About this exercise: Copy out the data below, changing "positive clicks" to "foreground clicks" wherever it appears and leaving everything else as it is.

Provided records:
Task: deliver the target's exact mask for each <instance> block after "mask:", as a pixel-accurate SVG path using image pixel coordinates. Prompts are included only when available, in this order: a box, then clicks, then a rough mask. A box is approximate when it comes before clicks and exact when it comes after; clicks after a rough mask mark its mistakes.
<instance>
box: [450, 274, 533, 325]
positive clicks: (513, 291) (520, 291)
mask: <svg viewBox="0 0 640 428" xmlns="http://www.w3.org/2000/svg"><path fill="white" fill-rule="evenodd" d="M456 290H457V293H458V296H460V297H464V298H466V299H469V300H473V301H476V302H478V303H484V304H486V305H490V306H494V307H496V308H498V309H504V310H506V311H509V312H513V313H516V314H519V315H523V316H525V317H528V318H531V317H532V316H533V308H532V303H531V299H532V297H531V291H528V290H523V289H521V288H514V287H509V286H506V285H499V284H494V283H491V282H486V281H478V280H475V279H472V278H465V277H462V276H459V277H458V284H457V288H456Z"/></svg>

Response to the exercise:
Task: deliver the target's exact mask for each <instance> block after "mask:", as a pixel-accurate SVG path using image pixel coordinates. Prompts are included only when available, in this order: a box, then clicks, then a rough mask. A box is approximate when it comes before clicks and exact when it comes after; clicks after a rough mask mark its mistakes.
<instance>
box: [450, 274, 533, 325]
foreground clicks: (513, 291) (520, 291)
mask: <svg viewBox="0 0 640 428" xmlns="http://www.w3.org/2000/svg"><path fill="white" fill-rule="evenodd" d="M456 290H457V293H458V296H460V297H464V298H466V299H469V300H473V301H476V302H478V303H484V304H486V305H490V306H494V307H496V308H498V309H504V310H506V311H509V312H513V313H516V314H519V315H523V316H525V317H528V318H531V317H532V316H533V308H532V303H531V299H532V297H531V291H528V290H523V289H521V288H514V287H509V286H506V285H499V284H494V283H491V282H486V281H478V280H475V279H472V278H465V277H462V276H459V277H458V284H457V288H456Z"/></svg>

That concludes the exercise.